REQUIRED ACTION:
Return the records exactly, please. Every line should match.

(Beginning of DATA FOR THE TASK)

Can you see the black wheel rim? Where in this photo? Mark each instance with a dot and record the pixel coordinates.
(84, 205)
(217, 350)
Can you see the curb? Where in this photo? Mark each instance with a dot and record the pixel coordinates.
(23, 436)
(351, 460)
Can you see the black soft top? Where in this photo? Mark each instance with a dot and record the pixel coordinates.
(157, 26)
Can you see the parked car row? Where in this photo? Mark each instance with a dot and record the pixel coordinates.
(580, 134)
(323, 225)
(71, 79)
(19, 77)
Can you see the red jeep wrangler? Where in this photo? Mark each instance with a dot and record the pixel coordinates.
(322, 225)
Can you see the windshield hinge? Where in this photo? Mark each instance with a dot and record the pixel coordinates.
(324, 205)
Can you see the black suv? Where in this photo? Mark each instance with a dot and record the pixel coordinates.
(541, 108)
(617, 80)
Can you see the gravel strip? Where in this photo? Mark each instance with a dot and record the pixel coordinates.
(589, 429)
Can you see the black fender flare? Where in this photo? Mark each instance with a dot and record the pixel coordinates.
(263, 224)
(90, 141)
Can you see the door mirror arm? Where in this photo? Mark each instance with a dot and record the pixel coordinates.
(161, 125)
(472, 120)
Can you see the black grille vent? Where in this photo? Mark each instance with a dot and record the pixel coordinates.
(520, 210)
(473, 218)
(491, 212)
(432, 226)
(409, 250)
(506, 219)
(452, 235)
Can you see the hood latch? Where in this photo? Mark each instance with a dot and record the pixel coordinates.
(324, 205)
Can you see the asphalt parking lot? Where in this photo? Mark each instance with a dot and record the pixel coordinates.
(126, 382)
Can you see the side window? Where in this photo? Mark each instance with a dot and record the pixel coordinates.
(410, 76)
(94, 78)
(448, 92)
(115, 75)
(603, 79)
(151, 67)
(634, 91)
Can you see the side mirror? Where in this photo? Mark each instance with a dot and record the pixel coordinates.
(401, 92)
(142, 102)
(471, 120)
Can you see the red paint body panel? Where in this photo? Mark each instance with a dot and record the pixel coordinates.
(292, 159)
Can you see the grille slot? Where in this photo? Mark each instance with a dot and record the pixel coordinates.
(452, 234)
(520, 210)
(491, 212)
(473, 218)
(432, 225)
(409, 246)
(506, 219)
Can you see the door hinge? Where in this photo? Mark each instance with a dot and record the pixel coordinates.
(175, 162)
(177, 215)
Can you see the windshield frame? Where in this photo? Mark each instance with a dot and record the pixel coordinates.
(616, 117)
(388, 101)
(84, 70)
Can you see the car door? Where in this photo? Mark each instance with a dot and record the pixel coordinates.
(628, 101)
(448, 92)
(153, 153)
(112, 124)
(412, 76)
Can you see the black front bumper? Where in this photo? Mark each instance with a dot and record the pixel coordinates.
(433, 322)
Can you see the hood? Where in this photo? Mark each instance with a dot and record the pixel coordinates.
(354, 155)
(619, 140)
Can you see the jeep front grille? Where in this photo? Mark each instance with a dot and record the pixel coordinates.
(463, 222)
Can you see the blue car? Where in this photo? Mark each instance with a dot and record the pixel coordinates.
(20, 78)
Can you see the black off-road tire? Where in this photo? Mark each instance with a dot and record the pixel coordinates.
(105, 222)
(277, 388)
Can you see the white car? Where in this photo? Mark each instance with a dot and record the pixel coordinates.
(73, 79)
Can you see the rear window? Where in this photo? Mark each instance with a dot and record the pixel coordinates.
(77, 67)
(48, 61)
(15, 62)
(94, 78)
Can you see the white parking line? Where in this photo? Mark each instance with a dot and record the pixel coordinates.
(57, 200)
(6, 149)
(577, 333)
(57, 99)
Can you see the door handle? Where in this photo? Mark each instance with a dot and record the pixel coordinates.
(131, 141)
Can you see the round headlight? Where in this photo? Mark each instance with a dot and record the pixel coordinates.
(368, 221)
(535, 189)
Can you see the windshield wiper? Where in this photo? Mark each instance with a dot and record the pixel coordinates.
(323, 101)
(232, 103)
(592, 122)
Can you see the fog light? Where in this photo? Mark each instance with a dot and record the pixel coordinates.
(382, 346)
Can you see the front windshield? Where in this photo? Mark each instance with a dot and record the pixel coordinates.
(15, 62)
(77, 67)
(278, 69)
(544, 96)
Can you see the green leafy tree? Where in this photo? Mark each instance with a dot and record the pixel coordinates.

(End of DATA FOR THE TASK)

REPLY TO THE EXERCISE:
Can you see the black wheel rim? Where in this photo? Mark each instance with a dot and record the pixel coordinates.
(84, 205)
(217, 350)
Can you see the curb? Where in this photo? Mark each instance with a dot and record the pixel coordinates.
(23, 436)
(351, 460)
Can you see the black soft top? Where in this photo? Mark each instance with a dot and record the pixel coordinates.
(157, 26)
Can you see the parked car row? Where in this photo? Mark each instance with a dot and record the pixel coordinates.
(580, 134)
(323, 225)
(71, 79)
(19, 77)
Can you see the red jeep wrangler? Where in this photo? Mark each instance with a dot and record the pixel coordinates.
(322, 225)
Can you see the windshield hinge? Where in this photo? Mark each instance with a dot and record the pixel coordinates.
(324, 205)
Can you see the black suv? Where in this photo? Mark each instance with a dot and record the pixel coordinates.
(541, 108)
(617, 80)
Can you see the gravel strip? Where in this photo? Mark each instance with a dot and record the pixel coordinates.
(589, 429)
Can you see the black fender flare? Where in this photo? Mark each instance with a dot and record the pixel coordinates.
(263, 224)
(90, 141)
Can you see the door mirror arm? Where in this photo? Mark each instance with a dot and record the pixel coordinates.
(161, 125)
(472, 120)
Can you see the black grille vent? Where in this photo? Mark each instance with a dot and record the pixel coordinates.
(520, 210)
(473, 218)
(491, 212)
(432, 226)
(409, 250)
(506, 219)
(452, 235)
Can you see the hood latch? Where in this photo? Mark each instance with a dot and record the pixel coordinates.
(324, 205)
Can you see the asphalt parking lot? Where in this photo? Mark each instance with a dot and record the pixel coordinates.
(126, 382)
Can you see the side window? Where in this photo? Mark each instance with a dot and record the pixel coordinates.
(410, 76)
(94, 78)
(448, 92)
(115, 75)
(603, 79)
(151, 67)
(634, 91)
Can you see the side mirror? Where in this photo? Mark each instance with a dot and record the pixel coordinates.
(401, 92)
(142, 102)
(471, 120)
Can you see the red paint body panel? Where in this photo? Mark each instance with a dot and record the pixel coordinates.
(292, 159)
Can you see the grille slot? Where in this photo? Mark each instance with a dot and record the pixel coordinates.
(452, 234)
(520, 210)
(491, 212)
(473, 218)
(432, 225)
(409, 246)
(506, 219)
Can you see the door hinge? Where in this photo? Mark each instance with a dot and record the pixel coordinates.
(175, 162)
(177, 215)
Can you see the windshield frame? Where in this photo? Mark each instance with a dot and record the pixel coordinates.
(616, 117)
(388, 101)
(84, 70)
Can you see the car door? Where in this photo? Mark each instance with a dot and record the pixel coordinates.
(628, 101)
(448, 92)
(153, 153)
(112, 124)
(412, 76)
Can you see the black front bumper? Where in this photo? Mark each instance with a dot and record the pixel coordinates.
(433, 322)
Can you see the hood? Where in this photo? Mark each instance with a dot and record the pixel coordinates.
(354, 155)
(619, 140)
Can you see the jeep front grille? Where in this photo? Mark each instance with a dot and record the pixel coordinates.
(463, 222)
Can you see the blue car? Where in this photo? Mark each instance with a dot and record the pixel coordinates.
(20, 78)
Can you see the black off-road tire? Where in this photo? Mark each instance with a dot and record the pixel coordinates.
(105, 222)
(277, 388)
Can you see the white car? Where in this photo? Mark each instance with a dot and record the pixel coordinates.
(73, 79)
Can you see the rear window? Where in this photo? Mark each instance with a dot and record the pixel coordinates.
(77, 67)
(48, 61)
(15, 62)
(94, 78)
Can you see the white parking line? Where in this photo? Mark each instance with a dot and record the pixel coordinates.
(57, 200)
(6, 149)
(577, 333)
(57, 99)
Can you see the door handle? Where in this photo? Mark each instance with a dot and record the pixel coordinates.
(131, 141)
Can you see the round headlight? Where in this photo? Mark each instance with a dot and record the pixel coordinates.
(368, 221)
(535, 189)
Can you see the windshield wiper? Where in this photo? Mark each instance with a dot and record the pixel coordinates.
(323, 101)
(232, 103)
(592, 122)
Can you see the fog light? Where in this photo? Mark each instance with a dot and record the pixel coordinates.
(382, 346)
Can you see the front windshield? Where in this photo? Mark each instance with a dot and record the pixel coordinates.
(15, 62)
(77, 67)
(278, 69)
(544, 96)
Can you see the green leafy tree? Where in this photo? Mark each instance with a dot and record the pixel coordinates.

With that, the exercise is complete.